(Saved entries)
_____
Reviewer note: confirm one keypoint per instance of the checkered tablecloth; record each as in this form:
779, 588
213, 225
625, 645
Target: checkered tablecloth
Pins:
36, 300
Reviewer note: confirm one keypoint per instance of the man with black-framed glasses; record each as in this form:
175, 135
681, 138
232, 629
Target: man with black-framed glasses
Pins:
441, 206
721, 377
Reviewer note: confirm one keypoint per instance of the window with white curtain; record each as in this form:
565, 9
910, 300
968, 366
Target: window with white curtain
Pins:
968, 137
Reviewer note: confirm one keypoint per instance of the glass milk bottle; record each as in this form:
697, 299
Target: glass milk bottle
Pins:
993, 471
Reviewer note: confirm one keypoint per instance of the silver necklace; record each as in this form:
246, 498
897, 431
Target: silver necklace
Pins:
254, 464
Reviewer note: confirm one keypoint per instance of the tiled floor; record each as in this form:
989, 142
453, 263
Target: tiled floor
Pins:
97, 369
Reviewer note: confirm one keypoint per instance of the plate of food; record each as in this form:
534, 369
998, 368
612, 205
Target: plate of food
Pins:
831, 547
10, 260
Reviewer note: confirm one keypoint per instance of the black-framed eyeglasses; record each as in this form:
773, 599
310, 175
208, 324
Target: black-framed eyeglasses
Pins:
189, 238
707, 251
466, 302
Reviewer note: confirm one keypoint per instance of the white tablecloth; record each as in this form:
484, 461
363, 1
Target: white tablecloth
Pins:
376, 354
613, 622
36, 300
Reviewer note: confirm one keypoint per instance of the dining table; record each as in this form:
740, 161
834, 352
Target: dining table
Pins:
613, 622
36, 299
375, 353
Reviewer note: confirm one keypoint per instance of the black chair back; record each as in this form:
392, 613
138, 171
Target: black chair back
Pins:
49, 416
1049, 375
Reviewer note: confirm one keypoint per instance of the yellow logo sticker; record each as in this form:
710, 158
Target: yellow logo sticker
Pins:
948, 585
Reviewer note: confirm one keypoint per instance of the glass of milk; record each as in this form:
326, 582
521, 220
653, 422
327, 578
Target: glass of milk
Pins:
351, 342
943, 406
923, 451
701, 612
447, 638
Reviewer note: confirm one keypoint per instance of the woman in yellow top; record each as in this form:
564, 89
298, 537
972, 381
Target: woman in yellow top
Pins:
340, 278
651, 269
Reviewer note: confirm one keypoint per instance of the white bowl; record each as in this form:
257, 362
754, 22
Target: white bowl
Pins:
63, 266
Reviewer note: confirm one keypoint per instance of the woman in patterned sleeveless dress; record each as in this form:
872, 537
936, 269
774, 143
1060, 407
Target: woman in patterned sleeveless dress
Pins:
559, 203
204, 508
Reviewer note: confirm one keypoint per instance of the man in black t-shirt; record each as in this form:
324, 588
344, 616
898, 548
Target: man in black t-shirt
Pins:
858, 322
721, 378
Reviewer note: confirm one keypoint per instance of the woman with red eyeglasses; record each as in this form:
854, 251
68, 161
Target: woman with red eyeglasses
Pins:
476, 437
_____
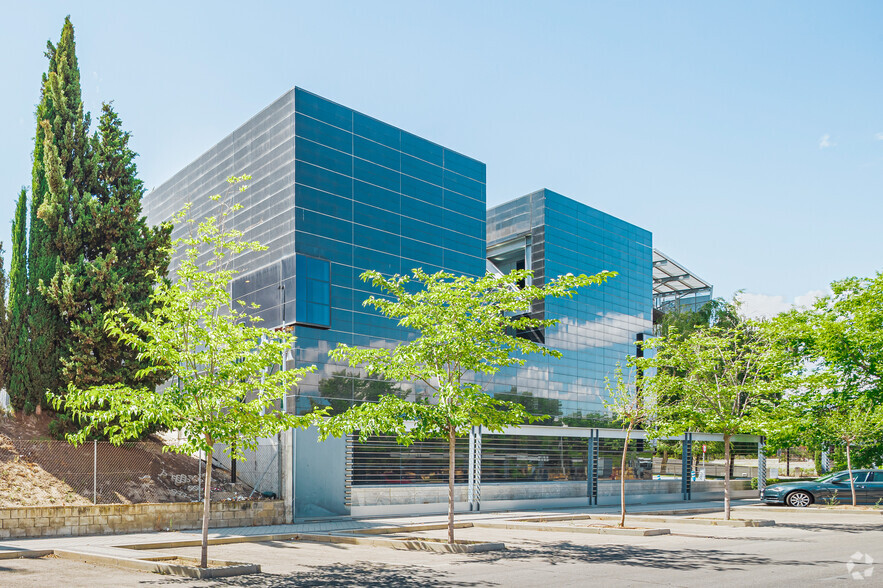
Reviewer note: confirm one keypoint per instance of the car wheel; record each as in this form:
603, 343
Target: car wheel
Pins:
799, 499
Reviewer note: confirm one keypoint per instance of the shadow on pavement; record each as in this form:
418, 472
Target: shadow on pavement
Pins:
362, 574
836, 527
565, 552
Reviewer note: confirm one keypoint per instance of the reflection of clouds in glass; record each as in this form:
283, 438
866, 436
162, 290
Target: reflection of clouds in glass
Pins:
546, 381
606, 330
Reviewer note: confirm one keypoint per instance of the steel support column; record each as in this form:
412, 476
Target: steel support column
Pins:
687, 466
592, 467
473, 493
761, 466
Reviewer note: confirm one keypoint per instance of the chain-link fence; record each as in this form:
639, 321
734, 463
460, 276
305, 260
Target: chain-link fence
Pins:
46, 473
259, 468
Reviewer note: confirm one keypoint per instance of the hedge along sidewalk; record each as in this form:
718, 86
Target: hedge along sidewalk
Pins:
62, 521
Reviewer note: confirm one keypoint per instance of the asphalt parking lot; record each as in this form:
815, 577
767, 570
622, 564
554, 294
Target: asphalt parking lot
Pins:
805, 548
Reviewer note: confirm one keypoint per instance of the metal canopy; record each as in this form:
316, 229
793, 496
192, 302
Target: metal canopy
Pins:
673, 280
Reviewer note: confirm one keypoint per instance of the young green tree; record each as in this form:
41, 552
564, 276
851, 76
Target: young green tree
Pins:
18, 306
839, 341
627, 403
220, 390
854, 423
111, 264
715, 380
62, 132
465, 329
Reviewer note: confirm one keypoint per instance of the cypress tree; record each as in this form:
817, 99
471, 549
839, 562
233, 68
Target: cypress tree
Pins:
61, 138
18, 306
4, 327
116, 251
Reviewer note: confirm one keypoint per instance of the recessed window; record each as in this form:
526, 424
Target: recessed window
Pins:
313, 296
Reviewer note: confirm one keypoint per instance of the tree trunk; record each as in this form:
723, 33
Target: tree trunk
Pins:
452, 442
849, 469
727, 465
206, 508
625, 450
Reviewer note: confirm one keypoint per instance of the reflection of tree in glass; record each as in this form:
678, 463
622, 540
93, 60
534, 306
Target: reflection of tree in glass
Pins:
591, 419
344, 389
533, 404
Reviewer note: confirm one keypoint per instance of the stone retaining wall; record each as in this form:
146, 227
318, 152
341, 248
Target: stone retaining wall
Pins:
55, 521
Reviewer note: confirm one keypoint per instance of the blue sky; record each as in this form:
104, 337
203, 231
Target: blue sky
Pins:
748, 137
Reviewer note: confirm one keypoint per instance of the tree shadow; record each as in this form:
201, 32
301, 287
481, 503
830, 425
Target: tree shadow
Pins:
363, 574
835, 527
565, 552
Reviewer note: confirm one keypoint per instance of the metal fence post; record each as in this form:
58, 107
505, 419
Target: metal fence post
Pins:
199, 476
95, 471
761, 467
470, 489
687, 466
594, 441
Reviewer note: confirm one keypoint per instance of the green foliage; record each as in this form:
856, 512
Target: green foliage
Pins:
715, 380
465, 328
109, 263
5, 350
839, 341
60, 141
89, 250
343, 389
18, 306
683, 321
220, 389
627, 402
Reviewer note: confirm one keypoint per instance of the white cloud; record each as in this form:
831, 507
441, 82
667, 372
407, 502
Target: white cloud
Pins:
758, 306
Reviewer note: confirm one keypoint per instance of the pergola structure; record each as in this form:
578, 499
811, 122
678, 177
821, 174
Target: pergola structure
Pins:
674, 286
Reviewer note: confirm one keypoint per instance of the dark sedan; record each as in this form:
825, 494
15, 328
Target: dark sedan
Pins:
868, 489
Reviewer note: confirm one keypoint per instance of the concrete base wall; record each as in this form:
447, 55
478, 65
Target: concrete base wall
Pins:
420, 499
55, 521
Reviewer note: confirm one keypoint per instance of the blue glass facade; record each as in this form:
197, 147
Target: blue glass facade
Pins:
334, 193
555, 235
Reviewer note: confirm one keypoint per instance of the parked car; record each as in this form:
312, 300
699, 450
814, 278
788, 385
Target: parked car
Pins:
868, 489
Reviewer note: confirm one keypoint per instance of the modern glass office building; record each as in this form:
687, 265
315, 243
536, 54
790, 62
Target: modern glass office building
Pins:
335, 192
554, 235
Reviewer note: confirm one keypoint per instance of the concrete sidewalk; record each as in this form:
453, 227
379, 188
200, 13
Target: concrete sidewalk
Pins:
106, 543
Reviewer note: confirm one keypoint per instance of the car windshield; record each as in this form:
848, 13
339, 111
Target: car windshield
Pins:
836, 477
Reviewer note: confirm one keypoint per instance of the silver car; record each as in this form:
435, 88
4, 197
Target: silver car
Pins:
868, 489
_____
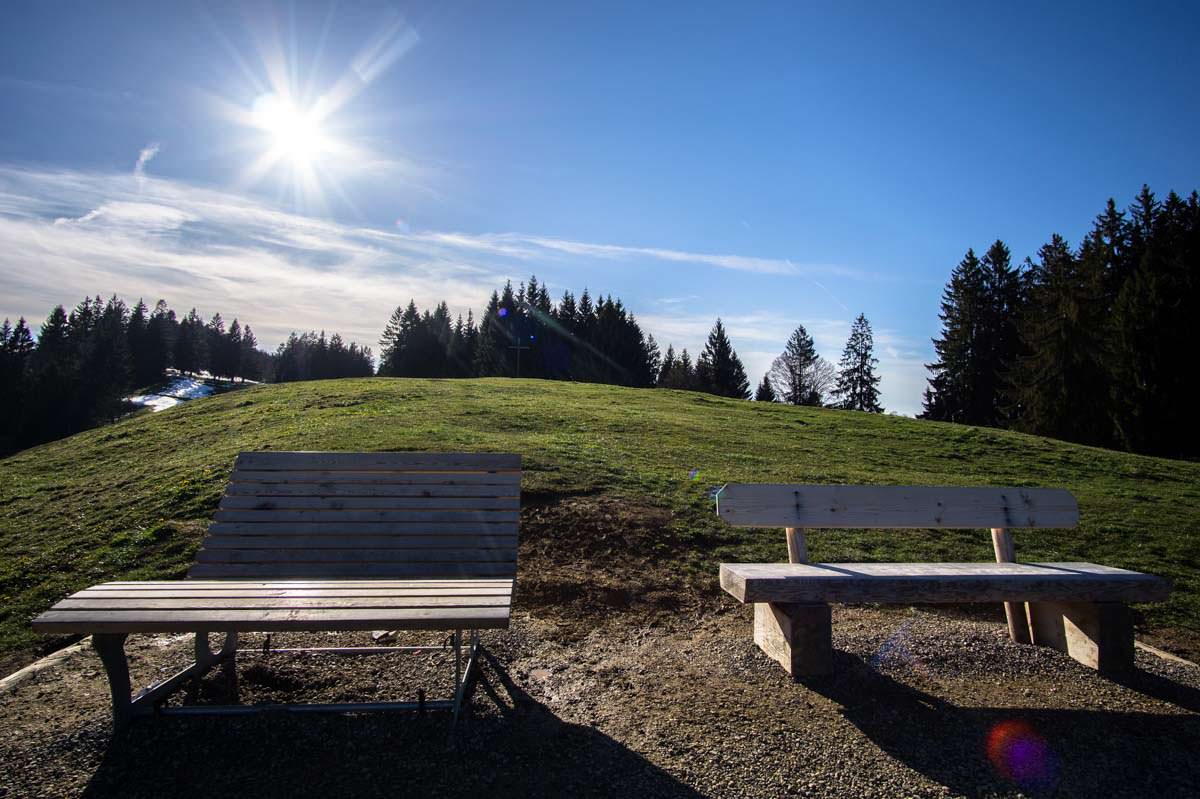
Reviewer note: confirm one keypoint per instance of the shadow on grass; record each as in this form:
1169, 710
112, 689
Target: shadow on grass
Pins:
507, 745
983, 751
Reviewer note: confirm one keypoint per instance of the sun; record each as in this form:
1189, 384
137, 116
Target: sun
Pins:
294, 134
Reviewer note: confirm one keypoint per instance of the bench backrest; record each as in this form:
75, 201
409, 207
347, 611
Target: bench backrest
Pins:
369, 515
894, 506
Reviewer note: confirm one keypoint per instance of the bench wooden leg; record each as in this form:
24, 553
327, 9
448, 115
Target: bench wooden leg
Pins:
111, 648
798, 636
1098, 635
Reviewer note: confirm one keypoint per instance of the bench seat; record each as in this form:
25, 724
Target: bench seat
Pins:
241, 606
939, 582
_____
> **Aim**: Report each line of the items above that contains the word "tiled", copying every such line in full. Matches must follow the same case.

> **Task output**:
Reviewer note: confirm one keypoint per instance of the tiled floor; record each as in this form:
Target: tiled floor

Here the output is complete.